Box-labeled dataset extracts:
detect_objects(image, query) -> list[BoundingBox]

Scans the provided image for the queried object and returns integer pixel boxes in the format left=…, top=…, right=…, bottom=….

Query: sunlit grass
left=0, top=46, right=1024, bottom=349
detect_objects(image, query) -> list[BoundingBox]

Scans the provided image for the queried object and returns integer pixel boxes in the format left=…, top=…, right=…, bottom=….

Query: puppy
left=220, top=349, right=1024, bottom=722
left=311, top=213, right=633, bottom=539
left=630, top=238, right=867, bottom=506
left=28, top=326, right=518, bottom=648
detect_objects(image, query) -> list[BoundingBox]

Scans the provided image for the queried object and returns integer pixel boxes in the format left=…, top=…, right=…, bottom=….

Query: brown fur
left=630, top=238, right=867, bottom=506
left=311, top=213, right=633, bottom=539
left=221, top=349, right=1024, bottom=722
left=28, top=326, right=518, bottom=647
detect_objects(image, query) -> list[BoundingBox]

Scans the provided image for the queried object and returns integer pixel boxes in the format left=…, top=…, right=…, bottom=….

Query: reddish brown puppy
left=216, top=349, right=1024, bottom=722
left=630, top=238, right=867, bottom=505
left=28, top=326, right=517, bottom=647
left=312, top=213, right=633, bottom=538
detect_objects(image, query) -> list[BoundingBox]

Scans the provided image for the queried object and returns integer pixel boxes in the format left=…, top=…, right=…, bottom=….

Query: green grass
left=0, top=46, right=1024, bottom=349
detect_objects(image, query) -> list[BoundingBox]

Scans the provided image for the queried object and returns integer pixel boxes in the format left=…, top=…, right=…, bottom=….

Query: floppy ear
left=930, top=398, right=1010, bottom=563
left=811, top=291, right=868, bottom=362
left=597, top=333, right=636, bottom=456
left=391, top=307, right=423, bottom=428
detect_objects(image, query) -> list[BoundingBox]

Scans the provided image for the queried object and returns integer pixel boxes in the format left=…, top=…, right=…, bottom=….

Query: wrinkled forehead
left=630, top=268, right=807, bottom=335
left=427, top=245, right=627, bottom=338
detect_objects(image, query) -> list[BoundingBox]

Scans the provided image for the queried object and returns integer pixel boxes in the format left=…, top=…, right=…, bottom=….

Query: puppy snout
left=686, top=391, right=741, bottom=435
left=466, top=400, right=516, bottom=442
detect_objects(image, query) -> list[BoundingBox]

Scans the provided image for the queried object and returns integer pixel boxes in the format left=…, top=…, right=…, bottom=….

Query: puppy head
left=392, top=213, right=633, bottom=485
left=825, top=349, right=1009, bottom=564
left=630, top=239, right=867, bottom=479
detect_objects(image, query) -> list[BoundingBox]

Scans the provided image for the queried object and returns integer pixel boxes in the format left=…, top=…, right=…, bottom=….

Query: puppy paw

• [REQUIRED TASK]:
All of the lines above need to be given again exactly.

• [THE SOLUTION]:
detect_objects(image, query) -> list[BoundingBox]

Scans the provided image for the queried object and returns integer pixel boxes in the format left=…, top=…, right=…, bottom=….

Query: sunlit grass
left=0, top=46, right=1024, bottom=349
detect_objects(image, query) -> list[BoundingBox]

Scans the provided image for the queried object and returns integer pixel boxes in the format left=…, top=…, right=…, bottom=….

Query: puppy
left=220, top=349, right=1024, bottom=722
left=311, top=213, right=633, bottom=539
left=630, top=238, right=867, bottom=506
left=28, top=326, right=518, bottom=648
detect_objects(image, query) -> list[BoundingBox]

Scans the provided image for the queried object and returns integer pixel boxes in the format left=…, top=…, right=…, bottom=….

Query: brown fur
left=630, top=238, right=867, bottom=506
left=311, top=213, right=633, bottom=539
left=221, top=349, right=1024, bottom=722
left=28, top=326, right=518, bottom=647
detect_objects(image, query) -> list[BoundingBox]

Scans the provided image for the queried object and returns integer pixel boxes in the format left=…, top=…, right=…, bottom=….

Query: reddish brown puppy
left=216, top=349, right=1024, bottom=722
left=630, top=238, right=867, bottom=505
left=28, top=326, right=517, bottom=647
left=312, top=213, right=633, bottom=538
detect_objects(image, query) -> list[BoundingBox]

Scans the provided image for the queried object and returns integer pixel boxes in the format left=…, top=…, right=…, bottom=….

Query: green grass
left=0, top=46, right=1024, bottom=349
detect_objects(image, query) -> list[BoundingBox]

Scans the provided image for the queried object and returns integer pixel boxes in the format left=…, top=…, right=…, bottom=….

Query: floppy ear
left=930, top=398, right=1010, bottom=563
left=811, top=291, right=868, bottom=362
left=597, top=333, right=636, bottom=456
left=391, top=307, right=423, bottom=428
detect_objects(image, query) -> list[BoundingBox]

Scans the provided image for the queried object and returns integer pixel boxes in the format left=…, top=…, right=…, bottom=….

Query: wrinkled forehead
left=630, top=268, right=807, bottom=335
left=427, top=245, right=627, bottom=338
detect_objects(image, query) -> list[BoundingBox]

Scans the provided image for the queried object and returns integer pixel boxes in the format left=…, top=…, right=…, bottom=….

Query: puppy snout
left=686, top=391, right=741, bottom=435
left=466, top=400, right=516, bottom=442
detect_objects(image, query) -> list[BoundingBox]

Scans the provided image for the queried object and returns integer pixel boxes in the format left=…, top=…, right=…, bottom=….

Query: puppy head
left=392, top=213, right=633, bottom=485
left=825, top=349, right=1009, bottom=564
left=630, top=239, right=867, bottom=479
detect_objects(image, query) -> list[BoundingBox]

Scans the provided image for the queried object and returns integer pixel boxes in the format left=…, top=…, right=…, bottom=….

Query: puppy paw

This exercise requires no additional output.